§ 課題 1
議事録のうち、「比較住宅政策研究会 議事録」から「プをする事例は存在するのか。」までを、その言葉も含めてそのまま打ち直してください。

§ 読む文章
⁂
比較住宅政策研究会 議事録
日時: 2004年12月7日19時00分〜21時00分
テーマ: 北京における都市開発事業と居住環境の変化
報告者: 吉富 拓人氏(横浜国立大学大学院国際開発研究科博士課程)
会場:新宿アイランドタワー19階 都市再生機構 1902会議室
出席者:海老塚良吉、泉宏佳、森田芳朗、横山譲、秋田典子、大場明夫、奥住金衛、
小山雄資、李暉、設楽知弘、張国玉、塩月えり、大本圭野、二木憲一、新井一弘、徳永達巳、森岡久、井出千晶
(記録 井出、修正 吉冨)
【質疑】
質問1
立ち退きに対する抗議は、全国的に組織だって行われているのか。また立ち退きに関する抗議にNGOのような組織がバックアップをする事例は存在するのか。
答え1
立ち退きに対する抗議には組織的な繋がりはなく、各地域で単発的に行われている。立ち退きを拒否している世帯がまとまって危改弁公室という半民半官の開発推進組織と交渉しているケースを実際に見たが、そのようなことが一般的に行なわれているわけではない。
⁂
§ 課題 2
下の行のうち、「white」という語が入っている行をすべて見せてください。

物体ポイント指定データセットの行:
⁂
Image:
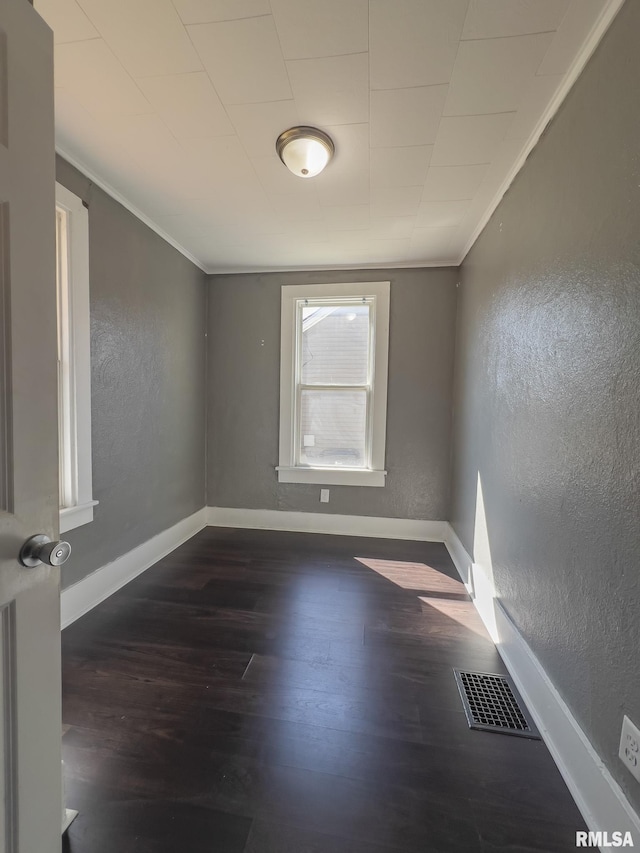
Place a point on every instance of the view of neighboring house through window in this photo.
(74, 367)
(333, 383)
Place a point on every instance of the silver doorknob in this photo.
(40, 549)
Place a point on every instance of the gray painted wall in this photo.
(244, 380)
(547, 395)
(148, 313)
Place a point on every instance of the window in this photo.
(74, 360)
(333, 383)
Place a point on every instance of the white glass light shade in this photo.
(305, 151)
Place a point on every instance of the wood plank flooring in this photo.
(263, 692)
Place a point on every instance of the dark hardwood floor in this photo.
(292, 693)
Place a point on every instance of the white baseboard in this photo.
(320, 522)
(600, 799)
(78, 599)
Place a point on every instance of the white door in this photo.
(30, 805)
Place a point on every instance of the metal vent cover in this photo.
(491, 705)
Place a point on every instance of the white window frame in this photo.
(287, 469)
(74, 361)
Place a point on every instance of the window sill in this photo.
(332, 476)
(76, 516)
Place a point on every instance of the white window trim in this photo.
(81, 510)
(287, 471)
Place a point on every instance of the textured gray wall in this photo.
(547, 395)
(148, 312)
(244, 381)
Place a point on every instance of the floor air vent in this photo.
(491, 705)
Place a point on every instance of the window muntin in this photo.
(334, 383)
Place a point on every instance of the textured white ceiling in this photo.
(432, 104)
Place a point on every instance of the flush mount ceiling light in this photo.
⁂
§ 解答 1
比較住宅政策研究会 議事録
日時: 2004年12月7日19時00分〜21時00分
テーマ: 北京における都市開発事業と居住環境の変化
報告者: 吉富 拓人氏(横浜国立大学大学院国際開発研究科博士課程)
会場:新宿アイランドタワー19階 都市再生機構 1902会議室
出席者:海老塚良吉、泉宏佳、森田芳朗、横山譲、秋田典子、大場明夫、奥住金衛、
小山雄資、李暉、設楽知弘、張国玉、塩月えり、大本圭野、二木憲一、新井一弘、徳永達巳、森岡久、井出千晶
(記録 井出、修正 吉冨)
【質疑】
質問1
立ち退きに対する抗議は、全国的に組織だって行われているのか。また立ち退きに関する抗議にNGOのような組織がバックアップをする事例は存在するのか。

§ 解答 2
Place a point on every instance of the white glass light shade in this photo.
Place a point on every instance of the white baseboard in this photo.
Place a point on every instance of the white door in this photo.
Place a point on every instance of the white window frame in this photo.
Place a point on every instance of the white window trim in this photo.
Place a point on every instance of the textured white ceiling in this photo.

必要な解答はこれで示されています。